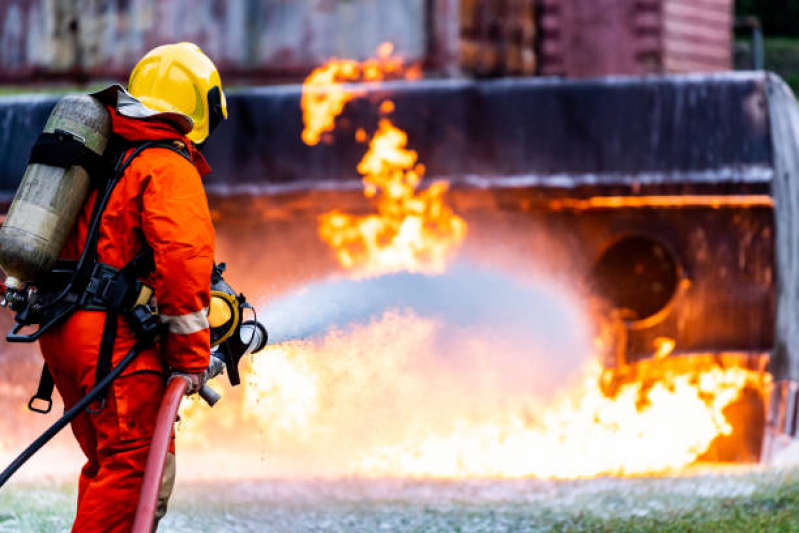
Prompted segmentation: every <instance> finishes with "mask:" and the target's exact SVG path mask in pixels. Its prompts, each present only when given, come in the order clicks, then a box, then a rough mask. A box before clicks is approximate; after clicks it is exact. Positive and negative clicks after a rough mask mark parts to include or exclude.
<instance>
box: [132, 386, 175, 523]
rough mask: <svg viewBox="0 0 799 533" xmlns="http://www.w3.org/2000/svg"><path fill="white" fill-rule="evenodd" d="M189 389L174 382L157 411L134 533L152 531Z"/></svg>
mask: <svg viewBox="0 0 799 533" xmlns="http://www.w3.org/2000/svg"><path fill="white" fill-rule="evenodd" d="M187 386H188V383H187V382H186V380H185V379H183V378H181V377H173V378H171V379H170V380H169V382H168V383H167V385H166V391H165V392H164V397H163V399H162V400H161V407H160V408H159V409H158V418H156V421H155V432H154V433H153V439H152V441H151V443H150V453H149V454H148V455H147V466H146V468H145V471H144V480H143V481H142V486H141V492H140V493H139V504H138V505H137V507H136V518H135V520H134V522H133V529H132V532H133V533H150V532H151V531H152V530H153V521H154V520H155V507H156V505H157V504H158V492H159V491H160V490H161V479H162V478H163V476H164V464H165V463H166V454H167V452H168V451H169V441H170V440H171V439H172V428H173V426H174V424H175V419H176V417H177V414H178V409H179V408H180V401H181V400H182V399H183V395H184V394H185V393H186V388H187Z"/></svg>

-- -- --

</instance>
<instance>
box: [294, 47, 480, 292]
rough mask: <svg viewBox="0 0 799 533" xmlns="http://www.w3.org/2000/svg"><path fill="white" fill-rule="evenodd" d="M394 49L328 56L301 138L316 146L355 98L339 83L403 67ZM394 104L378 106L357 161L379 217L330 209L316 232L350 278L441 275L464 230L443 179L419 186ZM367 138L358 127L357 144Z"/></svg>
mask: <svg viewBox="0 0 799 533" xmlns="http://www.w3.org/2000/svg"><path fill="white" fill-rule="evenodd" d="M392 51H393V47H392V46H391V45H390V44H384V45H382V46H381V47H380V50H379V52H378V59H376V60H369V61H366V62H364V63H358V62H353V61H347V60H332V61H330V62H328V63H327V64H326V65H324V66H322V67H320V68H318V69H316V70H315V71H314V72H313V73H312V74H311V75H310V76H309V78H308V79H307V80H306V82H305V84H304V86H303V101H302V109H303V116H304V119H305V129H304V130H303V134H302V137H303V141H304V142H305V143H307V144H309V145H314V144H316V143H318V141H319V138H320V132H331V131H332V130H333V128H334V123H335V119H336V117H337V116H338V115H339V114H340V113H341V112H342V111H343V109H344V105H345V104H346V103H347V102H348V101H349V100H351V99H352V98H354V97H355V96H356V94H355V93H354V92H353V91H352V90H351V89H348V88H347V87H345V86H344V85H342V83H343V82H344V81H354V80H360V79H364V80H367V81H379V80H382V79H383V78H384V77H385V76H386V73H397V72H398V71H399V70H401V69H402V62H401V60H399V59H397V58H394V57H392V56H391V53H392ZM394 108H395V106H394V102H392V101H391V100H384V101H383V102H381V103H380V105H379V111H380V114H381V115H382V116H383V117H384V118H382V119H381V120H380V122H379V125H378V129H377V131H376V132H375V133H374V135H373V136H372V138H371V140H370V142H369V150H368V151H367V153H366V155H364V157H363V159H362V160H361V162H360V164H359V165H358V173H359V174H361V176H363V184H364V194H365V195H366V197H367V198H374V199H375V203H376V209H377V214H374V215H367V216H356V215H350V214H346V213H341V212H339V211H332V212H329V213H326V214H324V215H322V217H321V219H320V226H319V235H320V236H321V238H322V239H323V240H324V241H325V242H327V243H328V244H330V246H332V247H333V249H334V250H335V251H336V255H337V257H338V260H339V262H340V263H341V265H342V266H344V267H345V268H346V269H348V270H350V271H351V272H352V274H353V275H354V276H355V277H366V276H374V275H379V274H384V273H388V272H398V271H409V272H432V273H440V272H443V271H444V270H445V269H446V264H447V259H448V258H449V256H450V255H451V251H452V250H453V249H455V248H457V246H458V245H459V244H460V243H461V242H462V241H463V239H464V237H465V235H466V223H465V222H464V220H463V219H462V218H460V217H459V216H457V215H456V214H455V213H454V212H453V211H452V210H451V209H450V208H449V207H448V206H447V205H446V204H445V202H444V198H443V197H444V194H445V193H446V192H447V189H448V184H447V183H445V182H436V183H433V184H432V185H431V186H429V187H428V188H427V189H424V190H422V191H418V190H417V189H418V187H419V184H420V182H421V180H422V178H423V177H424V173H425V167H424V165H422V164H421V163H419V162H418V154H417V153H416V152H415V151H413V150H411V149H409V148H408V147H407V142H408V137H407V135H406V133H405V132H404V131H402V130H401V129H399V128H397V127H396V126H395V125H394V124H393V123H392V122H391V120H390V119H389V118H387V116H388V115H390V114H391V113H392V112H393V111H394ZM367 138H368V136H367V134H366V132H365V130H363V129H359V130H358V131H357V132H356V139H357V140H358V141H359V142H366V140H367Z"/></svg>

-- -- --

Description of the task
For this exercise, please output exactly the lines above starting at the line with "Prompted segmentation: every" and ending at the line with "box: [132, 386, 175, 523]", ends included.

Reply to the task
Prompted segmentation: every <instance> finishes with "mask:" and the target's exact SVG path mask in pixels. Its prompts, each present only when given, come in the order clicks, then a box, then a rough mask. A box before clicks is approximate; after clicks it is exact. Positive and negative clicks after a rough mask mark parts to include or exclude.
<instance>
box: [132, 386, 175, 523]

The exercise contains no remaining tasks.